Please rewrite everything in the material from the line containing "Where can the truck" down to the line containing "pixel 711 265", both included, as a Markdown table with the columns Row and Text. Number each line in Row, and leave out blank lines.
begin Material for this exercise
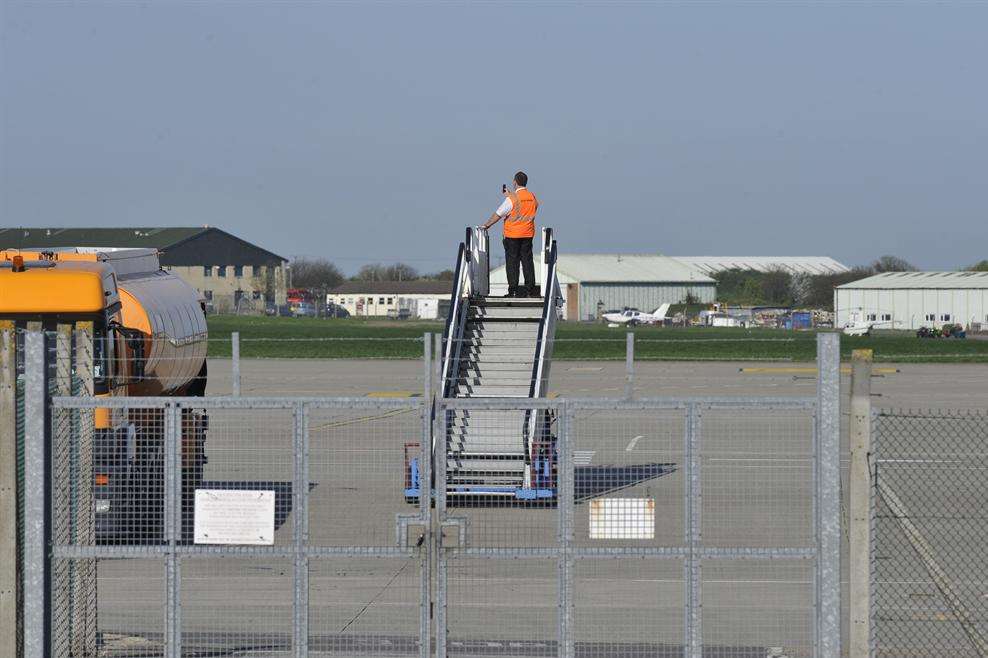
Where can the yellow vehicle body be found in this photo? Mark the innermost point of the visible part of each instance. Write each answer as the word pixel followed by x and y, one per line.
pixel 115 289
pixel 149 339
end Material for this exercise
begin Material for this exercise
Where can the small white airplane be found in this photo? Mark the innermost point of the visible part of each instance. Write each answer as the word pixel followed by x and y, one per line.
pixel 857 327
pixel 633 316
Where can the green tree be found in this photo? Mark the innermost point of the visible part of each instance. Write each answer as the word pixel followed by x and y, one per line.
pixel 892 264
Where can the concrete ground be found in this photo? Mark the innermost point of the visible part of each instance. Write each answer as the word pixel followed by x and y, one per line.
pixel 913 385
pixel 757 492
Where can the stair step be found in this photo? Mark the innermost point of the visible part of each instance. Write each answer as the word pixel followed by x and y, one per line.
end Material for this exercise
begin Material for this exercise
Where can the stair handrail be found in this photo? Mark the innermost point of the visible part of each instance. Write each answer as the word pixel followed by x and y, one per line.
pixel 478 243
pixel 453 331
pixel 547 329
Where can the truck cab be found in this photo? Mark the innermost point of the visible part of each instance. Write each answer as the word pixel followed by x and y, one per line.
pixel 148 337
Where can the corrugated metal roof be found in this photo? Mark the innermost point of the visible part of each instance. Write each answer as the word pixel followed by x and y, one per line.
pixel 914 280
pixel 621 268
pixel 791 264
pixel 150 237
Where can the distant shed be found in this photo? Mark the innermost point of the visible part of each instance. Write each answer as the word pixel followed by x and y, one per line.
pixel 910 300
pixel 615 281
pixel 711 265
end Material for this exercise
(Result for this task)
| Row | Text |
|---|---|
| 1 | Where can the truck cab be found in this photo? Mark the innermost point of the visible part of each instance. Write each answer as the word pixel followed by x and y, one per line. |
| 2 | pixel 148 337 |
| 3 | Where can the corrugated metal roof be found in this photo? Mark the innermost point of the visible part of each instance. Write each answer as the word pixel followed by x and y, one per line. |
| 4 | pixel 914 280 |
| 5 | pixel 621 268 |
| 6 | pixel 791 264 |
| 7 | pixel 150 237 |
| 8 | Where can the distant shed be found in this photo? Mark the innermost point of the visible part of each instance. Write each answer as the word pixel followed by x and y, one per line. |
| 9 | pixel 910 300 |
| 10 | pixel 615 281 |
| 11 | pixel 711 265 |